Data for this exercise:
_ _ _ _ _ _ _

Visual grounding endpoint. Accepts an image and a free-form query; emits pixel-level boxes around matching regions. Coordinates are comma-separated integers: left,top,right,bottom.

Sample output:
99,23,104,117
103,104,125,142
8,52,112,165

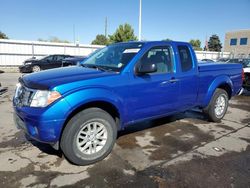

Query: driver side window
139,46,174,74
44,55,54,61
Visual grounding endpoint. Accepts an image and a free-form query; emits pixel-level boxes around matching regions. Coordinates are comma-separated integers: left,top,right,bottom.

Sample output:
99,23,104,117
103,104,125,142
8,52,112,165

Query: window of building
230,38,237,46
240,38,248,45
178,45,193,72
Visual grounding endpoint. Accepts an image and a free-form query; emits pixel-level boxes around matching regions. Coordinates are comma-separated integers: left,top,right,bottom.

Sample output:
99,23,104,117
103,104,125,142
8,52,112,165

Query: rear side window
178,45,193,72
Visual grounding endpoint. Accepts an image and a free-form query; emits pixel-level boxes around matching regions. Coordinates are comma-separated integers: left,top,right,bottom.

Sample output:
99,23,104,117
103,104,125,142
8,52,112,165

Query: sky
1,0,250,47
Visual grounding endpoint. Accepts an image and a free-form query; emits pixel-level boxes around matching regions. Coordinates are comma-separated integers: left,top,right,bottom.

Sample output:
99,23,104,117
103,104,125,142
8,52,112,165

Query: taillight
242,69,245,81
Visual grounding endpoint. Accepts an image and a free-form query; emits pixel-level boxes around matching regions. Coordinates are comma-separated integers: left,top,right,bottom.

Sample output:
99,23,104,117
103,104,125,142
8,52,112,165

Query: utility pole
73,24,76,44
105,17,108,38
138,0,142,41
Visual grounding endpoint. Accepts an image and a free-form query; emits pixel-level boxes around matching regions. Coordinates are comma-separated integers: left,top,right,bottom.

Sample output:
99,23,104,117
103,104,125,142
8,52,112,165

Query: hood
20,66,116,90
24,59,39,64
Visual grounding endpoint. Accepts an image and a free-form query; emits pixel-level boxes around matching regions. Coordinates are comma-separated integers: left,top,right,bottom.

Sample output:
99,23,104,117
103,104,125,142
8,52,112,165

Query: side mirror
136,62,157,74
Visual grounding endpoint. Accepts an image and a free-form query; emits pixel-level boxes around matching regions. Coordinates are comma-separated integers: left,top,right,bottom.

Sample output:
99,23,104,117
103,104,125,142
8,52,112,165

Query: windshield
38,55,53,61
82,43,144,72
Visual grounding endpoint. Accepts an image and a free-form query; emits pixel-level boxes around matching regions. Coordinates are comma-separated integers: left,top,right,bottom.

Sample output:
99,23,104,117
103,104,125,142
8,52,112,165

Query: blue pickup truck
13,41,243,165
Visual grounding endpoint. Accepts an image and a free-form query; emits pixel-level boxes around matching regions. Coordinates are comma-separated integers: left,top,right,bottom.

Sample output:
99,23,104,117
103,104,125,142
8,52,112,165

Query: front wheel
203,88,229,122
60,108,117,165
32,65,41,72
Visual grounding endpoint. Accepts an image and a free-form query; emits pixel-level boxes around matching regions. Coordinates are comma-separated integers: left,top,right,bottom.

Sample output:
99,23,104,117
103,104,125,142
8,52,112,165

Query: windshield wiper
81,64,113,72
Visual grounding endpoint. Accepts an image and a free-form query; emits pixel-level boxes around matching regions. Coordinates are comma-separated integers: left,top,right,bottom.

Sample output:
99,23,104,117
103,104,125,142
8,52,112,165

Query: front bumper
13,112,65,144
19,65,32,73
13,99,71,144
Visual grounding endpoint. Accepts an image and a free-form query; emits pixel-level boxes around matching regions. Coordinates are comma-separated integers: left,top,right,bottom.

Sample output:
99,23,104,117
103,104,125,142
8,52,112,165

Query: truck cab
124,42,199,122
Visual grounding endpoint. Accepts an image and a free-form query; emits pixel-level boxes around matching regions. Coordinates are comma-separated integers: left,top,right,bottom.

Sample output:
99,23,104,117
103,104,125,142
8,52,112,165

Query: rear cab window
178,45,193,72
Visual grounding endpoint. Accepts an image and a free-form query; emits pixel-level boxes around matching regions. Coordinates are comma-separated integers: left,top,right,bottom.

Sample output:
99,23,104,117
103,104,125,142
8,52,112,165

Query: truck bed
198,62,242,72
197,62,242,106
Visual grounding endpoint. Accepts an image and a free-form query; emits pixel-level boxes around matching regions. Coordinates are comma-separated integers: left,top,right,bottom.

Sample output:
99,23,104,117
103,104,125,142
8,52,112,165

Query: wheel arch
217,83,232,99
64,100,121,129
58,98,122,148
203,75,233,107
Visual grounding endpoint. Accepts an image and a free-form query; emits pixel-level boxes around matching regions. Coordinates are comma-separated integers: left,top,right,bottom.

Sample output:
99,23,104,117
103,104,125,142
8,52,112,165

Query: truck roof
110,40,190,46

_ _ _ _ _ _ _

Your objective: Starting with the top line, write out all the data above exactly; keep the pictures out.

Answer to this task:
Visual grounding endpoint. Accepts an image and a free-form query; emits pixel-level boxes around matching regions. Coordinates are comma-separated integers: left,top,right,bottom.

Sample output:
99,23,104,117
103,104,125,142
8,52,112,165


Query: driver side window
139,46,174,74
44,55,54,61
Visual grounding endpoint. Accepts an image and a free-form query; emits pixel-level boxes around matching regions. Coordinates are comma-separated integers: left,top,right,bottom.

Sample output:
99,23,104,117
103,104,125,142
8,52,112,165

Query: window of building
230,38,237,46
240,38,248,45
178,45,193,72
Visual grounding endpoint. Accepts an image and a free-form query; emits pixel-level boxes around matching regions. Coordinates are comma-separated integers: left,top,right,bottom.

Sample output:
99,23,104,117
103,104,125,142
8,52,112,165

Query: rear side window
178,45,193,72
Visual grounding endpoint. Accepts an image and a free-form query; emits pixel-level boxes around matching regions. Coordinates are comma-separated integers: left,top,right,bottom.

Sample output:
99,23,104,117
103,104,125,142
8,52,112,165

Query: sky
1,0,250,47
Visual grounding endpoint. Accepts an image and a free-form query; emits pixel-level boxes around matching regions. Coordinates are comma-separated integers: left,top,right,bottom.

Sample output:
99,23,104,117
103,104,125,142
8,52,112,165

Query: taillight
242,69,245,81
Visual grounding endpoint. Accepts an image and a free-form query; emits pixel-level boxes around matching regions. Coordinates are comma-separated integers: left,top,right,bottom.

Sample output:
99,23,104,117
103,104,125,142
8,52,112,165

Query: utility pole
73,24,76,44
105,17,108,38
138,0,142,41
Visual grounding endpoint. Accepts an image and a free-form query; emits pixel-level boxes around matching regions. Coordinates are comma-separated integers: left,top,right,bottom.

Sample output:
99,23,104,117
103,104,125,142
8,52,112,165

Query: hood
20,66,116,90
24,59,39,64
Visual grounding endpoint. Accepts an image and a free-form query; emits pixel-level boxes around matching regions. Coordinates are comma-separated integers: left,top,right,bottom.

Sample output:
99,23,104,117
103,104,125,142
8,52,112,165

Query: side mirror
136,62,157,74
Visual grounding endpoint. Accepts an image and a free-form query; emits pixel-level boxes around matching regions. Coordinates are comma-separated integers: left,top,right,bottom.

Sample output:
99,23,104,117
103,104,125,142
8,52,112,165

Query: windshield
38,55,53,61
82,43,144,72
Visual grounding endpoint. Accepts an image and a free-form query; emits pixel-level boxes around matching regions. Coordinates are comma-separated integers: left,top,right,bottom.

Sample output:
99,23,104,117
103,104,125,142
8,52,112,165

Query: blue pickup truck
13,41,243,165
Visual grounding endpoint. Accepts an image and a free-form query; emits pixel-level boxes around matching regions. Coordinates are comma-separated integers: left,top,right,bottom.

Sample output:
99,23,104,117
103,104,125,142
8,52,112,165

Query: front wheel
203,88,229,122
60,108,117,165
32,65,41,72
Visual grounding endpoint. Accepts an image and a free-form query; emits pixel-level boxes around matching regions. Coordinates are comma-separated integers: left,top,right,bottom.

Sample output:
99,23,104,117
103,104,125,142
8,52,112,165

Query: windshield wiper
81,64,113,72
Visual grounding endpoint. Accepts an image and a free-form query; emits pixel-level boxes around matching regions. Coordinates are comma-separated integers: left,top,right,bottom.

Sample output:
99,23,104,117
103,104,125,142
8,52,112,165

Query: front bumper
13,112,65,144
19,65,32,73
13,99,71,144
Visual grounding endpoint. Accepts an image and a free-form query; emits pixel-level boxes around matching regions. Coordinates are comma-separated integers: left,top,right,bottom.

Sample output:
99,23,104,117
103,104,125,142
8,52,112,165

Query: truck cab
124,42,199,122
Visual grounding endpoint. Accepts an image and a free-form query; emits pixel-level boxes around matching regions. Coordinates are comma-separated integers: left,top,right,bottom.

Sample output:
99,23,104,117
103,104,125,142
8,52,112,165

Query: rear cab window
178,45,193,72
Visual grounding endpoint. Accepts an image and a free-form query; emits pixel-level boxes around matching regions. Coordinates are comma-separated integers: left,top,right,bottom.

Sample output:
99,23,104,117
103,104,125,142
8,52,112,165

Query: truck bed
198,62,242,72
197,62,242,106
Visual grounding endpoint. Accepts an image and a free-form query; emits pixel-level boxes around matching regions. Coordinates are comma-separated integers: left,top,right,bottom.

Sample output:
99,23,104,117
103,104,125,142
8,52,112,165

Query: wheel arch
217,83,232,99
64,100,121,129
58,98,122,148
203,75,233,107
Visual grounding endpoint. Accepts an image and a free-form query; emits pixel-level boxes around matching regions. Coordinates are comma-separated integers: left,top,right,bottom.

Sample output:
99,23,104,117
103,104,125,142
8,52,112,165

Query: truck roof
110,40,190,46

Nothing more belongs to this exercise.